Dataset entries
···

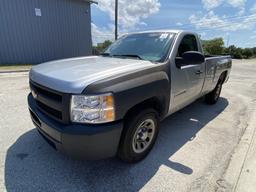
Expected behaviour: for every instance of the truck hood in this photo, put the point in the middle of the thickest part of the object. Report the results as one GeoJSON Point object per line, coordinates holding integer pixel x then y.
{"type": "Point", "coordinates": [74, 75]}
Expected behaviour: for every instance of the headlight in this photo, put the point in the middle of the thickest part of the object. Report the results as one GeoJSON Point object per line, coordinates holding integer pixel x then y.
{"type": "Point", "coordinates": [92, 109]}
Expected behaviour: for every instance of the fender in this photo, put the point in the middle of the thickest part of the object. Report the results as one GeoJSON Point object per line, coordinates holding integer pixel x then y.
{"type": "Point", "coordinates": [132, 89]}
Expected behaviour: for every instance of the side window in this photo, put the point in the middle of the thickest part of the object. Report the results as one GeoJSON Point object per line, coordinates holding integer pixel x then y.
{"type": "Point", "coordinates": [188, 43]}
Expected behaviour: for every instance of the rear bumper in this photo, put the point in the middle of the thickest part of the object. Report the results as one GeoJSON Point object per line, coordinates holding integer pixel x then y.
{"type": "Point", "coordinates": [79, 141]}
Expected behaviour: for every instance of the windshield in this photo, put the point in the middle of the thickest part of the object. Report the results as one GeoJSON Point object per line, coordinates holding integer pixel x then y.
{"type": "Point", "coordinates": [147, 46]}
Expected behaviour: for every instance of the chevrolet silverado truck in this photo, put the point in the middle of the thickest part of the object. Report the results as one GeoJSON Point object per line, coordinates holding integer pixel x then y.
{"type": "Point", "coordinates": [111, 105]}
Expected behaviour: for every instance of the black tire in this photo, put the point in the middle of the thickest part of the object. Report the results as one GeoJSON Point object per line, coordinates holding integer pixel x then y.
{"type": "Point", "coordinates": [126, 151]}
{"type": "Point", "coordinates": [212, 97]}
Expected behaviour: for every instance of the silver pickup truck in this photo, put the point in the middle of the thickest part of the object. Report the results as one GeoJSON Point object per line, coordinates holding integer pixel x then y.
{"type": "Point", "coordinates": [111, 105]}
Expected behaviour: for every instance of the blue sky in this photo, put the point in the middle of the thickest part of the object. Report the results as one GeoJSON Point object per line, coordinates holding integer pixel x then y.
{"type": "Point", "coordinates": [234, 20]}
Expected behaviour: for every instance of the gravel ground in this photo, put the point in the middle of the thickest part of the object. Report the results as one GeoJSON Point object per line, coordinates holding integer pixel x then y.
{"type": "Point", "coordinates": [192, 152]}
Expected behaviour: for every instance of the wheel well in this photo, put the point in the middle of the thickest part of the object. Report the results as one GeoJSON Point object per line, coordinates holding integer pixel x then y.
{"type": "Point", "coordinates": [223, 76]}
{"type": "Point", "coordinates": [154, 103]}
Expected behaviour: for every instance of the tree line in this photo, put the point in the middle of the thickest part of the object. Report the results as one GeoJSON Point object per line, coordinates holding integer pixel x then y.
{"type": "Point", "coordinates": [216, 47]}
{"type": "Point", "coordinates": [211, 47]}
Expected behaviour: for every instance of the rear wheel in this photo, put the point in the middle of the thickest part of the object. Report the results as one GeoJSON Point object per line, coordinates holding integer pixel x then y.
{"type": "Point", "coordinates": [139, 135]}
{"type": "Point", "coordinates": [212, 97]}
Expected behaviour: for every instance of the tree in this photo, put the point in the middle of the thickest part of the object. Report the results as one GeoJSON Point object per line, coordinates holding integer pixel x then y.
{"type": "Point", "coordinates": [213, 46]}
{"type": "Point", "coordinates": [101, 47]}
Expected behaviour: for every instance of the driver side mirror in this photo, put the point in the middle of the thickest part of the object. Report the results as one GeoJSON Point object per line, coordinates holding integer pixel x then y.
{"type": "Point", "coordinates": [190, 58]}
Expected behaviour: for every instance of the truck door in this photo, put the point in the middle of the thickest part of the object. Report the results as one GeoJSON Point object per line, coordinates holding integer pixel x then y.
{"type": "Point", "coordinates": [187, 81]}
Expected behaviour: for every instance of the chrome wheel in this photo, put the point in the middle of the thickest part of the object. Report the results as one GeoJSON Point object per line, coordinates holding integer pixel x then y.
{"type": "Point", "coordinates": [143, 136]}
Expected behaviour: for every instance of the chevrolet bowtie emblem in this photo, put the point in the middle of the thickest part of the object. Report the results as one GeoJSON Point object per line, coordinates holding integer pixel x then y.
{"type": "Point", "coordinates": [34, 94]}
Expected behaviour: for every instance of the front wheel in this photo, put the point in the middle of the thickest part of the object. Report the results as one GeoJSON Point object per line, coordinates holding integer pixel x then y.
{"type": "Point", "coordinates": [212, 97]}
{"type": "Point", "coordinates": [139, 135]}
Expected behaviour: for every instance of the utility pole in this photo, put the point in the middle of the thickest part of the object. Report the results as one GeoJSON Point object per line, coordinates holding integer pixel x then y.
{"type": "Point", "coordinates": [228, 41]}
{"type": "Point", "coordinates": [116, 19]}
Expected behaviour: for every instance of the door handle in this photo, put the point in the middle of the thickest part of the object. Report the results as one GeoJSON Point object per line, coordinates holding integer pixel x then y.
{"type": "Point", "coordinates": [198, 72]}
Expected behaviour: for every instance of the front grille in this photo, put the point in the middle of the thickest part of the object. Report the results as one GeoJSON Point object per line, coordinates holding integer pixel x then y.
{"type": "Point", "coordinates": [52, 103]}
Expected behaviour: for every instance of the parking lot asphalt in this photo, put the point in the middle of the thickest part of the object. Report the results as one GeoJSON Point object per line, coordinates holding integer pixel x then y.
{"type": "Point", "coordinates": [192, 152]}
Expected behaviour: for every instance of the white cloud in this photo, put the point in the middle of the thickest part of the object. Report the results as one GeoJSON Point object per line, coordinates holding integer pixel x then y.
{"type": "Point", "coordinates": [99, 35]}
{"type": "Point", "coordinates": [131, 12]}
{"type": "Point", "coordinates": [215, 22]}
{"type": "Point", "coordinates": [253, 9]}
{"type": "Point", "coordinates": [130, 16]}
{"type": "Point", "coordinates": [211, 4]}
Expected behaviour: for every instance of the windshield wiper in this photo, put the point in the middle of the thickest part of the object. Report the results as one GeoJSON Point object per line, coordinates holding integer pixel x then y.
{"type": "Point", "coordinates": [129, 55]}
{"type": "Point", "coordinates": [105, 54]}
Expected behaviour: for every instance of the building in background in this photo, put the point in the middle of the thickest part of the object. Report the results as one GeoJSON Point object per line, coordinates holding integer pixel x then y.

···

• _What this task involves_
Starting from the line that contains "Expected behaviour: for every instance of the front grille", transcribe each line to the end of the records above. Please add nothing.

• _Exercise result_
Expected behaviour: for every instance of the front grille in this photo, put the point in the middle of the thickest part of the object. Report the results as one GeoJSON Point object per line, coordinates holding integer pixel x then y.
{"type": "Point", "coordinates": [52, 103]}
Expected behaviour: for every instance of the parking lot asphalt in this photo, put the point in the middle of the thickest part of the object. Report the results as one GeoJSON Point object per line, coordinates holding integer pixel x then y.
{"type": "Point", "coordinates": [192, 152]}
Expected behaviour: for every instance of the white cloud in this photo, put the point in the middle of the thickest part of the object. Report the results as one GeoJSON Point object per line, coordinates holding integer pixel x then y.
{"type": "Point", "coordinates": [99, 35]}
{"type": "Point", "coordinates": [131, 12]}
{"type": "Point", "coordinates": [215, 22]}
{"type": "Point", "coordinates": [253, 9]}
{"type": "Point", "coordinates": [130, 16]}
{"type": "Point", "coordinates": [211, 4]}
Expected behaviour: for every instance of the windshield wiper in this photo, put the point in the middle of the thickest part of the object. Report the results as one GeoJSON Point object per line, coordinates holding integer pixel x then y.
{"type": "Point", "coordinates": [129, 55]}
{"type": "Point", "coordinates": [105, 54]}
Expected behaviour: for every instance of the building in background in this photo, put the point in the middle of the thickest part of the object. Report the results as one GeoJSON Point object per line, coordinates holding integer pixel x then y.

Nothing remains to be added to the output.